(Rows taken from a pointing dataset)
"""

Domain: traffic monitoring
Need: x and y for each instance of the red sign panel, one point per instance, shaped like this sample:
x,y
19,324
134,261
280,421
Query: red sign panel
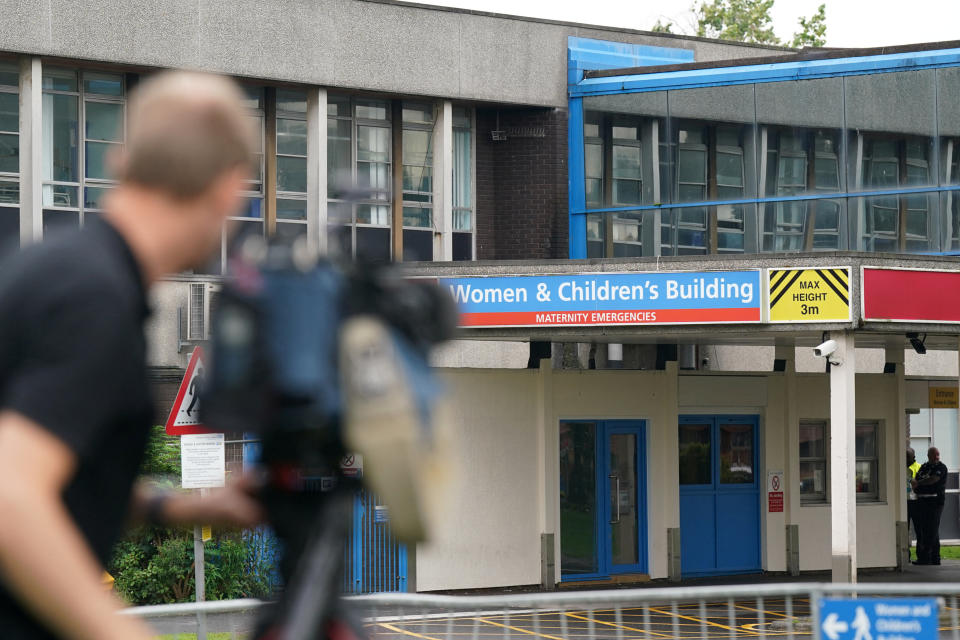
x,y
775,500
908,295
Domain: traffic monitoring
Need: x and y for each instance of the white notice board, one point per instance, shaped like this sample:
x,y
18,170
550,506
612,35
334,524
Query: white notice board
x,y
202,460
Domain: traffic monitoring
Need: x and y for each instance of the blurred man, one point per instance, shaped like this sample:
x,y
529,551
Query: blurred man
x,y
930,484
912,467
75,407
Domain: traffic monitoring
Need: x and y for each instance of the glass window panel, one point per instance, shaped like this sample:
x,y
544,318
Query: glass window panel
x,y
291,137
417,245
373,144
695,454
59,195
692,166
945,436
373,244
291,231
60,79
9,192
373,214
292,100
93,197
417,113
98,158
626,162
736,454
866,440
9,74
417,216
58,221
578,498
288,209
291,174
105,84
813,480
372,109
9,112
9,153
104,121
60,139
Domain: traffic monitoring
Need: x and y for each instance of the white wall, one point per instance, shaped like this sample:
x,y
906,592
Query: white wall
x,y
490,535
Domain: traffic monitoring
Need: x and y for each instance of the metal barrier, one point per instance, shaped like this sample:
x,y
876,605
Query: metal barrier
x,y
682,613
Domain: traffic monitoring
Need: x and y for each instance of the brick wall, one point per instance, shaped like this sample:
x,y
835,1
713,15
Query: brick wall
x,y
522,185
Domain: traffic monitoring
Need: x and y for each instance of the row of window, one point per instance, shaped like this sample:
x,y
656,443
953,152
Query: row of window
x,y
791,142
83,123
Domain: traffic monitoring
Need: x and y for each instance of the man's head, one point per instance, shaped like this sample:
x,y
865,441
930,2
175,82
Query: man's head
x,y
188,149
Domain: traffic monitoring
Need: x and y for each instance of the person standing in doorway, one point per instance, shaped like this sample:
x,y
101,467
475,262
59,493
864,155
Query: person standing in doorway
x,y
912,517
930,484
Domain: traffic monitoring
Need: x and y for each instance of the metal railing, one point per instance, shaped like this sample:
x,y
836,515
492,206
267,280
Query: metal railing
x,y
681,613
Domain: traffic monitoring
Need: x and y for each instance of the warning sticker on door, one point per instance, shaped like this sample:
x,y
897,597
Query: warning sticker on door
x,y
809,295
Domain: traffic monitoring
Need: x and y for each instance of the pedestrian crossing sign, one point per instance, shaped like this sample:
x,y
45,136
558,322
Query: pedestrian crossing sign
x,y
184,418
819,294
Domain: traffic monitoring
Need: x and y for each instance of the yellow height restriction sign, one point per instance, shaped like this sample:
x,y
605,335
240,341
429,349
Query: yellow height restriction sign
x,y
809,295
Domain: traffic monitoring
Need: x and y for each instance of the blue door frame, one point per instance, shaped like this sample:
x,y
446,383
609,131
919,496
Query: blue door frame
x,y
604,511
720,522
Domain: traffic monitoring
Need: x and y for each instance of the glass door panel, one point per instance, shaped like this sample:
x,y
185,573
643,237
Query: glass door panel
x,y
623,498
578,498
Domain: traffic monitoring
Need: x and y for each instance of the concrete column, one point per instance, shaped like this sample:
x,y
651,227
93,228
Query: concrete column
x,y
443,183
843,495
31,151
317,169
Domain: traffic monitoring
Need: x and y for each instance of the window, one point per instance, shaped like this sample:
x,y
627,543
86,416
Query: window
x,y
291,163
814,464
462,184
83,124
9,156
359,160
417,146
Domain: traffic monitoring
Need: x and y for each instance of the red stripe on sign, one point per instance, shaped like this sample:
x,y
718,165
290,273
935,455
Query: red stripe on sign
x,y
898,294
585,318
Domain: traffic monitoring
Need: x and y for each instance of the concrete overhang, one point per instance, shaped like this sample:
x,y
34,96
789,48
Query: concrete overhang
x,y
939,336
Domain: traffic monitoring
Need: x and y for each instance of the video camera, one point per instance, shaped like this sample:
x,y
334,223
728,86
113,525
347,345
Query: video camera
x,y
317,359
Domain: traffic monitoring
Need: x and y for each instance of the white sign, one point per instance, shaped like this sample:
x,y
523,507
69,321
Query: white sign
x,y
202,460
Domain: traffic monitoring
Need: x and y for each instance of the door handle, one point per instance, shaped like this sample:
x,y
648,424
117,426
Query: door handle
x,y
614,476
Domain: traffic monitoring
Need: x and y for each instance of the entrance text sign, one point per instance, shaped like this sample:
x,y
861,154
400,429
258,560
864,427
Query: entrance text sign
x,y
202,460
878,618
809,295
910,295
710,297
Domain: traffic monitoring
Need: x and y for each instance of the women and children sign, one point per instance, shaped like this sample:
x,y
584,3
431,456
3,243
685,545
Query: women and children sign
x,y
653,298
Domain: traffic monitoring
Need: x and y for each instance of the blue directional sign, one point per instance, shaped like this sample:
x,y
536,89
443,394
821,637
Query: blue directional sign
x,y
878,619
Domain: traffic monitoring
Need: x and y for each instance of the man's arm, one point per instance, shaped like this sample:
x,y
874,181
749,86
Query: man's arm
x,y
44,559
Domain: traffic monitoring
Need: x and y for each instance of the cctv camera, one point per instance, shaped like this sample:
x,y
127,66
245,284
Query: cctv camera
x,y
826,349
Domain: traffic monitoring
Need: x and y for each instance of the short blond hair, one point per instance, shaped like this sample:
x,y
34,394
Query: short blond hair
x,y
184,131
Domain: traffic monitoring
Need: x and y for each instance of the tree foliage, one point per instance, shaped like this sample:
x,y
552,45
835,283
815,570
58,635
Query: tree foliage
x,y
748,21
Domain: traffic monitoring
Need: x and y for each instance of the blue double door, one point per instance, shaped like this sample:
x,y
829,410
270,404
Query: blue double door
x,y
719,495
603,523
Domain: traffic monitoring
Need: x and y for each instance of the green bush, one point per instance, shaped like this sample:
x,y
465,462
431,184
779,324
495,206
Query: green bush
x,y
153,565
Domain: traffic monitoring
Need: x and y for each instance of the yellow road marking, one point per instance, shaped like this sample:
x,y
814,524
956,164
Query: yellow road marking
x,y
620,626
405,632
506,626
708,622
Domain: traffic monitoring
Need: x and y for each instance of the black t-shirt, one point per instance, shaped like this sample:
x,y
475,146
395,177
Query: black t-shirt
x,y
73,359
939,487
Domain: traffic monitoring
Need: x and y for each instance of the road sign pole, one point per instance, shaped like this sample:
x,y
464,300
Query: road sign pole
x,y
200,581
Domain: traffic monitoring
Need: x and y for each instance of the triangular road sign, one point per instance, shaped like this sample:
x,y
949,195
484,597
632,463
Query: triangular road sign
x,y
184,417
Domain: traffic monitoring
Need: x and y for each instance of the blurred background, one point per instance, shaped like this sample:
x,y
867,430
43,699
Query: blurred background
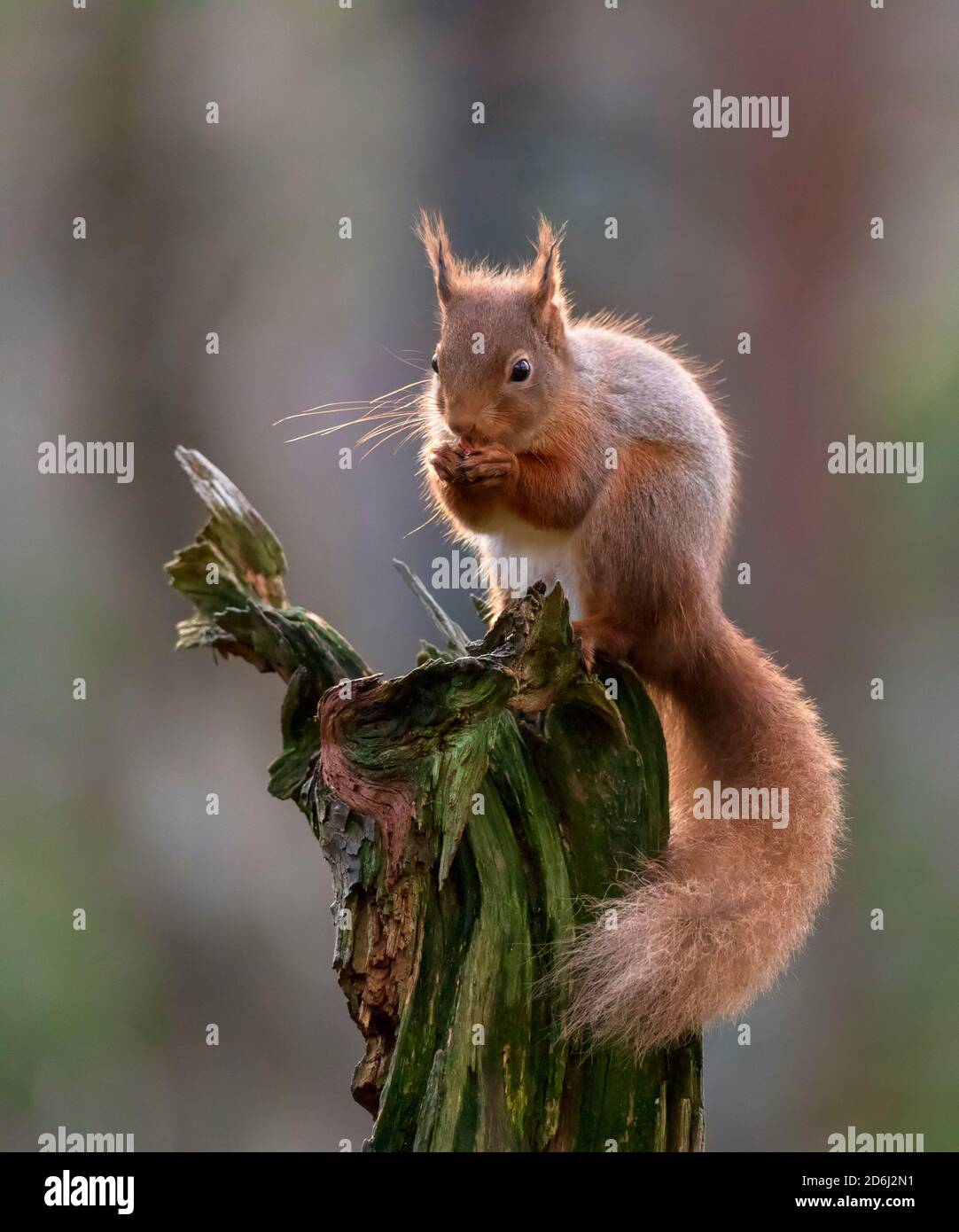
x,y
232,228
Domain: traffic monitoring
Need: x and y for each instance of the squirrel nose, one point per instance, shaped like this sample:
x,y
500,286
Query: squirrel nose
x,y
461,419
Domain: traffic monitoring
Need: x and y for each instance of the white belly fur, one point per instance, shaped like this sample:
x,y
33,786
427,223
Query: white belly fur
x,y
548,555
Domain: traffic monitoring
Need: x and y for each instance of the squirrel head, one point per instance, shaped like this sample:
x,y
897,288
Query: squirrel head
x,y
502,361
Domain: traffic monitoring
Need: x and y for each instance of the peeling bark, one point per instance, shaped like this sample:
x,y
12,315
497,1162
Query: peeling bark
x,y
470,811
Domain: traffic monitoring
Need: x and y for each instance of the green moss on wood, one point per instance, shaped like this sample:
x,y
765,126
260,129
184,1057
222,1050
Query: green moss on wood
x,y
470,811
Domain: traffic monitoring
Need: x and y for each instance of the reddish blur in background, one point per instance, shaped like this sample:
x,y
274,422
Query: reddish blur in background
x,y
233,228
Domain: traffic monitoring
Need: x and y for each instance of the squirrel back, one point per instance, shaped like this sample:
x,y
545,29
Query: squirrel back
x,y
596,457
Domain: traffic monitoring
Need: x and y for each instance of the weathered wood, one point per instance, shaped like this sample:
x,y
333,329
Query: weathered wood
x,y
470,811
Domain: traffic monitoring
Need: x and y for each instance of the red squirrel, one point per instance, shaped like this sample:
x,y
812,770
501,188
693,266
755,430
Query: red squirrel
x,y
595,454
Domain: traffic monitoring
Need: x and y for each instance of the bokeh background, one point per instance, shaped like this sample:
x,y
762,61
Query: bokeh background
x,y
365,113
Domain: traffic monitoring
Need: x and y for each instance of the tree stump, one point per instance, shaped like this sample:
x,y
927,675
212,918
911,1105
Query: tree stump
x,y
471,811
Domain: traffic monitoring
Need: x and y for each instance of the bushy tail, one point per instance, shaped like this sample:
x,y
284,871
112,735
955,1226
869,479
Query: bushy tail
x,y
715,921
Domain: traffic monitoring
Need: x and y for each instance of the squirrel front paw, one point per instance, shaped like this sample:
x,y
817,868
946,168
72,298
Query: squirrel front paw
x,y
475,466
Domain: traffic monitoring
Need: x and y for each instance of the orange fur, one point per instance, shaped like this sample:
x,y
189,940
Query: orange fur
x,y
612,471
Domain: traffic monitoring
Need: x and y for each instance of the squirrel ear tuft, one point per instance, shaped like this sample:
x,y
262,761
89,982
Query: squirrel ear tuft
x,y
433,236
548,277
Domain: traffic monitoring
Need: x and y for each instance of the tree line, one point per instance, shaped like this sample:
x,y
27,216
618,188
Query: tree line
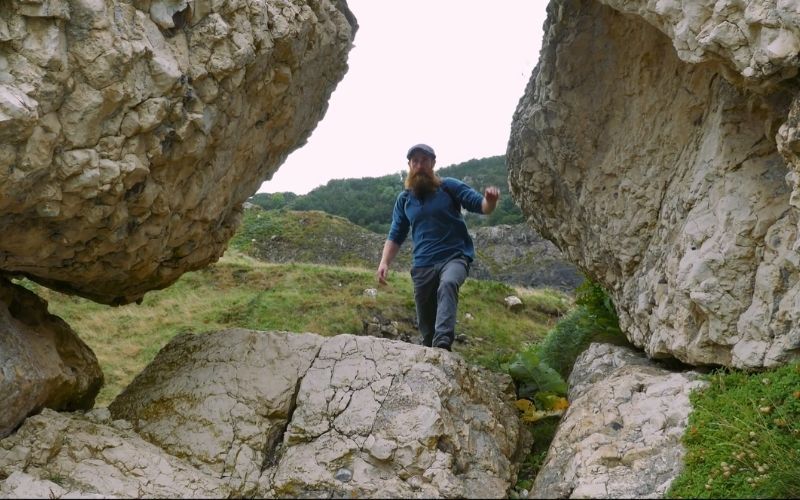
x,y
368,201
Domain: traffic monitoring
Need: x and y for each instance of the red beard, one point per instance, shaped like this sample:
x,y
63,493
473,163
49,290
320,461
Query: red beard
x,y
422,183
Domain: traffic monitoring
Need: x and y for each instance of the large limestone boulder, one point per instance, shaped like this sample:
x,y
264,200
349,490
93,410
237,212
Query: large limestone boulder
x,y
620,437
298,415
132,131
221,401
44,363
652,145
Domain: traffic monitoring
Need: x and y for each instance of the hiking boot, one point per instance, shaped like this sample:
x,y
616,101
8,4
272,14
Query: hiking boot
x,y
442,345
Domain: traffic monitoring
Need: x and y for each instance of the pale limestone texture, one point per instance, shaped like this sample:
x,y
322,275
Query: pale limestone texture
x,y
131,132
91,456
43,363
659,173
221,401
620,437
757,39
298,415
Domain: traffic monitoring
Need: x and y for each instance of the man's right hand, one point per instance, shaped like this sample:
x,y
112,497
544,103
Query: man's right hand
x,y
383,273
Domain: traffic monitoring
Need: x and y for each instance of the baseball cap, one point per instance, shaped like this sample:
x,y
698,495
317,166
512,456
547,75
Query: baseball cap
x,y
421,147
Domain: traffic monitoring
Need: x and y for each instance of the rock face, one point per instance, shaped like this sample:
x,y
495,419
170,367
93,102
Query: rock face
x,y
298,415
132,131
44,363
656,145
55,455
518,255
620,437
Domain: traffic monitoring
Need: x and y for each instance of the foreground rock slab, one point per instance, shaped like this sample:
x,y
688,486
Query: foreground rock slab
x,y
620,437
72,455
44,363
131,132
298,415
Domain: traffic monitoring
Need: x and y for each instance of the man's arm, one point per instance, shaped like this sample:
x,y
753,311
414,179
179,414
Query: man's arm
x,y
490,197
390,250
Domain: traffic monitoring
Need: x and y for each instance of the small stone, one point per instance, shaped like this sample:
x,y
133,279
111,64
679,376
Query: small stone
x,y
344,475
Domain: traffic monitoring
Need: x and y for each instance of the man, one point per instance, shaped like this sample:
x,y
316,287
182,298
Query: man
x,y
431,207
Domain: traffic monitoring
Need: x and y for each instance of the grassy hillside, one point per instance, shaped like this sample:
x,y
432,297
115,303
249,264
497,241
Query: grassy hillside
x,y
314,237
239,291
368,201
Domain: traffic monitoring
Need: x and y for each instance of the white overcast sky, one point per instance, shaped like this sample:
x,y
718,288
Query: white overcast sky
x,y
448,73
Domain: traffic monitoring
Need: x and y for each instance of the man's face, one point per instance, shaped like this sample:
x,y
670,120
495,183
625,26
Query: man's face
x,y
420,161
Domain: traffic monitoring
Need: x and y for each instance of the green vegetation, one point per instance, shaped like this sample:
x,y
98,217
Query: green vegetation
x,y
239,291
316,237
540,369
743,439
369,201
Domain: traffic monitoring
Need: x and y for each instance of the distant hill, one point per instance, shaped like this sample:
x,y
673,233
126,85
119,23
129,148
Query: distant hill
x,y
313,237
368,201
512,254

"""

** Work to complete **
Show in full every line above that contains the word "entrance".

** Response to this exercise **
Need: x and y for each instance of the entrance text sign, one point per instance, shaped like this sample:
Query: entrance text sign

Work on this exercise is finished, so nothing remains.